Please tally the lines of the records that contain "below" and send back only the total.
● ● ● ●
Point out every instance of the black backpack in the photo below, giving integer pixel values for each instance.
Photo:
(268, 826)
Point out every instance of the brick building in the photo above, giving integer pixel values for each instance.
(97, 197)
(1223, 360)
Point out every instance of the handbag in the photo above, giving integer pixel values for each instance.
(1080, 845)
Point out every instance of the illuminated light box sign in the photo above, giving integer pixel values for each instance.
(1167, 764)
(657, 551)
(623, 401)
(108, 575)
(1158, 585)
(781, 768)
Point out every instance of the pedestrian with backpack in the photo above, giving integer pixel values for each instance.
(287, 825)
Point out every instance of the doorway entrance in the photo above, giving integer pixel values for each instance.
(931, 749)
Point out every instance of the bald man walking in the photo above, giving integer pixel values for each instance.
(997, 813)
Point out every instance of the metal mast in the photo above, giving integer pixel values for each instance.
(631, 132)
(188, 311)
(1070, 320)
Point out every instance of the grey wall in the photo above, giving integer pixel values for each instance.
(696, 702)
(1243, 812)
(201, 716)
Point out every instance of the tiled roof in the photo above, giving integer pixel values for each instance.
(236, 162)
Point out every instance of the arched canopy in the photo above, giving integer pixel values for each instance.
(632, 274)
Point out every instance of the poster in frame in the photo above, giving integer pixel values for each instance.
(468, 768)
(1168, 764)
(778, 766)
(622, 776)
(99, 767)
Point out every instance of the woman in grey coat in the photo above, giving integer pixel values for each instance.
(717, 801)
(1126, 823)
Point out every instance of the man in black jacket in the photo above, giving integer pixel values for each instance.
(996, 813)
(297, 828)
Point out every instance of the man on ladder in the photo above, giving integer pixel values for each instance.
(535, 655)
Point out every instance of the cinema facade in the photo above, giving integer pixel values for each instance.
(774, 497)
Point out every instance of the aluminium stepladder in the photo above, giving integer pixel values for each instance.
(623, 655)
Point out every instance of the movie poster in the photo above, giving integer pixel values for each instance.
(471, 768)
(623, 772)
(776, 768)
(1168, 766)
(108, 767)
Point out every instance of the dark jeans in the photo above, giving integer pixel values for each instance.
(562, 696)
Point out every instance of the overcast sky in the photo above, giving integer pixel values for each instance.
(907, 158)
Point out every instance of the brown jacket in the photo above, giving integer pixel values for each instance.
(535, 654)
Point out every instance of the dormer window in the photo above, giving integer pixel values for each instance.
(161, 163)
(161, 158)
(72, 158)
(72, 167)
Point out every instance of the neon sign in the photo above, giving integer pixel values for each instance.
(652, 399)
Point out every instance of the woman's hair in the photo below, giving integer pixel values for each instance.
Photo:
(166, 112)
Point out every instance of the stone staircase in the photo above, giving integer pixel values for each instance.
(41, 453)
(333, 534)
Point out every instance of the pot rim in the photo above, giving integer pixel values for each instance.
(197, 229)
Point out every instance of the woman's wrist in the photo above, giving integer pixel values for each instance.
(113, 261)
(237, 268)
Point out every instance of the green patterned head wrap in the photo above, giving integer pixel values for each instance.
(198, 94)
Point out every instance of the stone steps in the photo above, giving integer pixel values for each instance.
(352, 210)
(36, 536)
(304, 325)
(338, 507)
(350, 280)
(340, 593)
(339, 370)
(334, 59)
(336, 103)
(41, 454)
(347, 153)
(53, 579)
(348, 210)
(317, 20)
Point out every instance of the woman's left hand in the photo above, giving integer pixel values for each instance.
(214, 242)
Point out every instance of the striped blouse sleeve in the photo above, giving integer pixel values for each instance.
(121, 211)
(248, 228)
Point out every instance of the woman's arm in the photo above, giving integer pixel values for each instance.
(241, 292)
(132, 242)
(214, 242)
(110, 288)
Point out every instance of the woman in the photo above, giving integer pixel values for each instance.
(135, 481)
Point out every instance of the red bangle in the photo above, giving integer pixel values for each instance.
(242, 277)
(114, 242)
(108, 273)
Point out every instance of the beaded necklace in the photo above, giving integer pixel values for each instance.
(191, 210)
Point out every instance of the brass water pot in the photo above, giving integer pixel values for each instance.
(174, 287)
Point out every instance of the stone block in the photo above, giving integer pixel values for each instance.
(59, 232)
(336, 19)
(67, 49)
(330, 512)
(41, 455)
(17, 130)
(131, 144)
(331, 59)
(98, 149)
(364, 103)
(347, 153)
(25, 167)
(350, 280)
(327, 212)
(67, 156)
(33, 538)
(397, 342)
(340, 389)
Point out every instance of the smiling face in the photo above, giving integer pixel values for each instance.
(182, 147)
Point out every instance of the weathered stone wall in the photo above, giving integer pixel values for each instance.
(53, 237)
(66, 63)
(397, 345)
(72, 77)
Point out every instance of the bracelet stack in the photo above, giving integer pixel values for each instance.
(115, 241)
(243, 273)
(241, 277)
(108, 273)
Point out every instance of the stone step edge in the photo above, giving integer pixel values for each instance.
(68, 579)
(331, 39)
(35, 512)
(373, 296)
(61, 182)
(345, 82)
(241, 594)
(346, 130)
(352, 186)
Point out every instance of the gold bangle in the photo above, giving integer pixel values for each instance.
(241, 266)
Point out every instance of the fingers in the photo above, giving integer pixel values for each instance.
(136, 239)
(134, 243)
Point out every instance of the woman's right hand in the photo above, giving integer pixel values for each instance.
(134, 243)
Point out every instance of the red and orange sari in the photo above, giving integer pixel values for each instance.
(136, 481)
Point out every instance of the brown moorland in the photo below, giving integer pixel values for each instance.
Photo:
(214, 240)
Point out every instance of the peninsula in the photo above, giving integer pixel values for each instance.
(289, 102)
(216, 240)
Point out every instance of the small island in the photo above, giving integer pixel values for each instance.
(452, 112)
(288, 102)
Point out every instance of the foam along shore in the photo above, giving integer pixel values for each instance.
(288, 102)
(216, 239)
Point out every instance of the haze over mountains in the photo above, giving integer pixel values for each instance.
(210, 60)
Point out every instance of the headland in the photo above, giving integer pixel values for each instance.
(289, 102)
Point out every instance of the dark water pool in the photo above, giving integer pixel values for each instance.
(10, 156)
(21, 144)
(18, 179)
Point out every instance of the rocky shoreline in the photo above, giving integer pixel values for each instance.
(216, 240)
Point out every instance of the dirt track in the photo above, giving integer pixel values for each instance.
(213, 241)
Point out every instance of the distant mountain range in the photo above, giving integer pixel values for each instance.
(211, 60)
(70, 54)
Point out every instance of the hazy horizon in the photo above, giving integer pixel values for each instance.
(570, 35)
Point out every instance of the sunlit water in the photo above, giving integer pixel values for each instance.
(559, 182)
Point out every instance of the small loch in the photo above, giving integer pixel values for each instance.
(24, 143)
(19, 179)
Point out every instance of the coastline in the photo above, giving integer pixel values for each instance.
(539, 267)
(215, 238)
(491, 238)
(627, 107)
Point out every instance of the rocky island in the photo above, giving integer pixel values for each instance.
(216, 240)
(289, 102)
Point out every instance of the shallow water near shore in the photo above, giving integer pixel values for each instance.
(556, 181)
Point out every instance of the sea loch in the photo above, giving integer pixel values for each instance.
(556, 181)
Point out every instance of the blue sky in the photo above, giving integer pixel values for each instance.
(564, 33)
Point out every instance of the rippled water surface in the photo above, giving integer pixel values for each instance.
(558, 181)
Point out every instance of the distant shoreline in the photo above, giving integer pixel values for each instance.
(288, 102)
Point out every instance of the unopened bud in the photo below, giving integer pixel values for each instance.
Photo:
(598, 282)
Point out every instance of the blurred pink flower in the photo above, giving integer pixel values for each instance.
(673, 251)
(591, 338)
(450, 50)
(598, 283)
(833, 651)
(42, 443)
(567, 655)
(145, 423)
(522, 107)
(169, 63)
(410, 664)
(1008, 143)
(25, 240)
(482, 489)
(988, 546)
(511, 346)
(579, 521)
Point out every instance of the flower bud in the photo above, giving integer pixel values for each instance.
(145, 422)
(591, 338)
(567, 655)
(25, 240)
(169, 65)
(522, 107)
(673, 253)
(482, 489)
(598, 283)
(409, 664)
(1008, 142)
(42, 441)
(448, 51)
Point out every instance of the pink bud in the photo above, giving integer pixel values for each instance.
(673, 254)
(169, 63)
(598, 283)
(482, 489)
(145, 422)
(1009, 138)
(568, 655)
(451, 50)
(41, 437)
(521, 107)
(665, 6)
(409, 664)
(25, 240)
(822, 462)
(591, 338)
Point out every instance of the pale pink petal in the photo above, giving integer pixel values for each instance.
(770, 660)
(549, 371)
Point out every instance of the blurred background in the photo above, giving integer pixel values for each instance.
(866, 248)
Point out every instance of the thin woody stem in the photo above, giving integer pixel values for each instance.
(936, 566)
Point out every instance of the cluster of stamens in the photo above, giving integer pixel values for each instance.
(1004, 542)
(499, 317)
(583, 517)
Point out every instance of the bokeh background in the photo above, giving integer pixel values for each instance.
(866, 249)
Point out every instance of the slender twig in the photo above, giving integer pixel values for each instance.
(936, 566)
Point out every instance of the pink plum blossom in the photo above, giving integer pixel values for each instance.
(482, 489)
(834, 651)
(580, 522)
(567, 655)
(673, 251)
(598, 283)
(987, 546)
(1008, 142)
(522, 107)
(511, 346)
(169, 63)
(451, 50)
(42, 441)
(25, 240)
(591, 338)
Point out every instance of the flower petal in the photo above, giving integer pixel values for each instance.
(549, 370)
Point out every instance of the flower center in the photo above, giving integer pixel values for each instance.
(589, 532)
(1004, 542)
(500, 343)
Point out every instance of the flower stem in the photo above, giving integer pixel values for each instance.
● ● ● ●
(Exercise solution) 4